BigQuery + dbt Features
- Native Integration: Direct SQL execution
- Partitioning: Time and integer-based partitioning
- Clustering: Column-based data organization
- Materialized Views: Pre-computed aggregations
- Slot Management: Compute resource allocation
Partitioning in BigQuery
BigQuery supports several partitioning strategies:
- Day-partitioned: Partition by date column
- Hour-partitioned: Partition by timestamp (hour granularity)
- Integer-range: Partition by integer column
- Ingestion-time: Partition by data insertion time
Clustering in BigQuery
Clustering organizes data within partitions:
- Up to 4 clustering columns
- Automatic re-clustering
- Improved query performance
- Reduced costs
Cost Optimization
BigQuery pricing factors:
- Storage: $0.02/GB/month
- Query: $5/TB scanned
- Streaming: $0.01/200MB
- Slots: Variable pricing
Best Practices for BigQuery
- Always partition large tables
- Cluster by query patterns - filter/join columns
- Use incremental models - minimize data scanned
- Partition expiration - manage storage costs
- Use materialized views - for frequent aggregations
- Monitor slot usage - optimize compute resources
- Use dry runs - estimate query costs
- Leverage caching - reduce repeated queries
Code Examples
BigQuery Profile Configuration
# profiles.yml
my_profile:
target: dev
outputs:
dev:
type: bigquery
method: oauth
project: my-gcp-project
dataset: dbt_dev
threads: 8
timeout_seconds: 300
location: US
priority: interactive
retries: 1
maximum_bytes_billed: 1000000000 # 1GB limit
prod:
type: bigquery
method: service-account
project: my-gcp-project
dataset: analytics_prod
threads: 16
timeout_seconds: 600
location: US
priority: batch
retries: 3
maximum_bytes_billed: 100000000000 # 100GB limit
Partitioned Model
-- models/marts/fct_orders.sql
{{
config(
materialized='incremental',
unique_key='order_id',
partition_by={
"field": "order_date",
"data_type": "date",
"granularity": "day"

**JOBS**
1) List every partitioning strategy that the BigQuery text says BigQuery supports.
2) Render the sentence "BigQuery supports several partitioning strategies" from the BigQuery text in German.
3) Reproduce the portion of the BigQuery text that opens with the words containing "BigQuery + dbt" and closes with "timestamp (hour granularity)".
Base every answer on the BigQuery text alone.

**INFORMATION GIVEN**

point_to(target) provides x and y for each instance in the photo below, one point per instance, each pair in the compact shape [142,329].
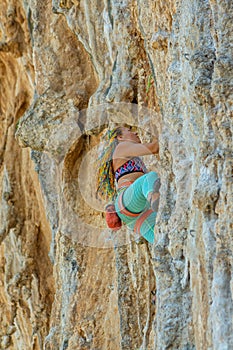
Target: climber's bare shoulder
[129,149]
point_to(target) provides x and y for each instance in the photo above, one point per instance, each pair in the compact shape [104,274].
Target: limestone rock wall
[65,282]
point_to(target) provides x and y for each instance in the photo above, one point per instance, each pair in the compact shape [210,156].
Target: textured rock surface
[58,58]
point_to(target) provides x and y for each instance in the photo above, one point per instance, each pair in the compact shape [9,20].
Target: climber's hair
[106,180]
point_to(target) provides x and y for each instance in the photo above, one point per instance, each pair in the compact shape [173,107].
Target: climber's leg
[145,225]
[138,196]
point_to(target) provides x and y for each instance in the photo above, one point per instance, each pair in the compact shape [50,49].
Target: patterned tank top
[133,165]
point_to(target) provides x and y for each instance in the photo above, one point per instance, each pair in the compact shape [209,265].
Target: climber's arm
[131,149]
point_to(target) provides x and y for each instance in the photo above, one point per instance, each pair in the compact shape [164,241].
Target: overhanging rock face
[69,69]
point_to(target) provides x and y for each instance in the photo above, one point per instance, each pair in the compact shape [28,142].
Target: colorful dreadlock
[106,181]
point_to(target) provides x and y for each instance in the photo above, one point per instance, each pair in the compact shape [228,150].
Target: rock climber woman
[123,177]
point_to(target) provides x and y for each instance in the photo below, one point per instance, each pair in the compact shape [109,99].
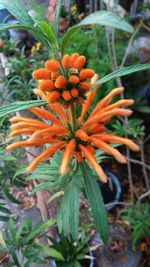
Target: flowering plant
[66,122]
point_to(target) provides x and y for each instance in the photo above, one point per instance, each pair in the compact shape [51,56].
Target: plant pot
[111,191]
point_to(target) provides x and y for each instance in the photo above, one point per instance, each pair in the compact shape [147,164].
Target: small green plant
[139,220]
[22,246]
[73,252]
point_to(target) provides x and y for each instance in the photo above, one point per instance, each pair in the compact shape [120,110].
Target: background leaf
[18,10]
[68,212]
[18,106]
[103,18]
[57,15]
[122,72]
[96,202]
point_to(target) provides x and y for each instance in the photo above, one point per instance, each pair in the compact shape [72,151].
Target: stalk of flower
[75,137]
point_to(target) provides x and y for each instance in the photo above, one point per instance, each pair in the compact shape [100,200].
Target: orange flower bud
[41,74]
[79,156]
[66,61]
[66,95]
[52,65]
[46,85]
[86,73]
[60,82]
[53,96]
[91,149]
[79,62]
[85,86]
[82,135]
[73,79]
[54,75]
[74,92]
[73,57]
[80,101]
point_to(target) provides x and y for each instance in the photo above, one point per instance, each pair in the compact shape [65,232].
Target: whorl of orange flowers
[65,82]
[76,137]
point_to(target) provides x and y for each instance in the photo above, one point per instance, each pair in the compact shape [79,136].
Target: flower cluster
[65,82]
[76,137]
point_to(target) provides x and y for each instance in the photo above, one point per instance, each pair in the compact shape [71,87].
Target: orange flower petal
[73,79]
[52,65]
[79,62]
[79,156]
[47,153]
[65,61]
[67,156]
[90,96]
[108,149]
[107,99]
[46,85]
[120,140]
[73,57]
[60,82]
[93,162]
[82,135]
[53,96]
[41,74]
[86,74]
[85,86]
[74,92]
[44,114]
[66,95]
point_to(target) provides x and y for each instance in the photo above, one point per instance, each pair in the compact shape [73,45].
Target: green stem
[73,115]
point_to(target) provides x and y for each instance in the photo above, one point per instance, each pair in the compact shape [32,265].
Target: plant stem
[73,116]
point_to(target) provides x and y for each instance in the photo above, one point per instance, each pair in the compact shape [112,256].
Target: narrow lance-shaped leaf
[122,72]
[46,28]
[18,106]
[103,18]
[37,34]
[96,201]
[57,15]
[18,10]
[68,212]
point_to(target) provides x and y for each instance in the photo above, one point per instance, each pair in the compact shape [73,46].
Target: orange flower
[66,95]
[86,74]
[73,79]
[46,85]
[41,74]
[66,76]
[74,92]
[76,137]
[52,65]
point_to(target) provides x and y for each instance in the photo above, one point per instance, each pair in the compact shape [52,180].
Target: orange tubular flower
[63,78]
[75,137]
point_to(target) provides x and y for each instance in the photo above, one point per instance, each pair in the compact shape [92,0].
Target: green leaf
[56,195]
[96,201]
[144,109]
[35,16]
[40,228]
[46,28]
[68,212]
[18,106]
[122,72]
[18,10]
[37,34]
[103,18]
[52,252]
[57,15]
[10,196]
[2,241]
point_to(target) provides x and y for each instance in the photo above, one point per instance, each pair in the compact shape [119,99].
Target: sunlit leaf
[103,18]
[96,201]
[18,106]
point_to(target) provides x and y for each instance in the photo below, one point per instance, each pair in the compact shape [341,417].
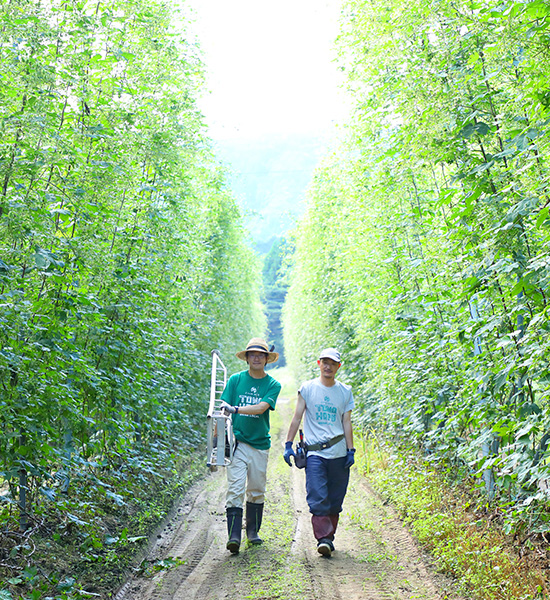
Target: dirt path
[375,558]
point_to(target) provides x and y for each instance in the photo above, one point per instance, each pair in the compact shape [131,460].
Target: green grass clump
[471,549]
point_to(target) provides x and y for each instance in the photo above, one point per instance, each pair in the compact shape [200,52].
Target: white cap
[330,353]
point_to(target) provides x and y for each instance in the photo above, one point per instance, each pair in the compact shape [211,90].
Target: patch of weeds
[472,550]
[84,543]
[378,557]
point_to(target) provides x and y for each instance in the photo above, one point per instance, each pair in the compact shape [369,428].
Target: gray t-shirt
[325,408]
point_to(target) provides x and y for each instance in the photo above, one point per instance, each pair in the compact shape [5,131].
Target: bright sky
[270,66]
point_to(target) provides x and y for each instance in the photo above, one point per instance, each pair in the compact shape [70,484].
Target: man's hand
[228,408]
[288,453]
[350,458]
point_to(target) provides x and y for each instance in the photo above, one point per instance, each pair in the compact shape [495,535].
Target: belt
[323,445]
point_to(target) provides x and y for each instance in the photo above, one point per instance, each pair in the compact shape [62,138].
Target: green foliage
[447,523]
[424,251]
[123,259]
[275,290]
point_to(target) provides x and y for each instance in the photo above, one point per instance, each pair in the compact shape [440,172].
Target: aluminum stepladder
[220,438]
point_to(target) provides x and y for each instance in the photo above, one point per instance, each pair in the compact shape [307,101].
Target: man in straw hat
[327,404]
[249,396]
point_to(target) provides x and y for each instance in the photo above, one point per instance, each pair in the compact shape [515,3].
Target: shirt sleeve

**WORKED ANSWERS**
1)
Day-partitioned
Hour-partitioned
Integer-range
Ingestion-time

2) BigQuery unterstützt mehrere Partitionierungsstrategien.

3)
BigQuery + dbt Features
- Native Integration: Direct SQL execution
- Partitioning: Time and integer-based partitioning
- Clustering: Column-based data organization
- Materialized Views: Pre-computed aggregations
- Slot Management: Compute resource allocation
Partitioning in BigQuery
BigQuery supports several partitioning strategies:
- Day-partitioned: Partition by date column
- Hour-partitioned: Partition by timestamp (hour granularity)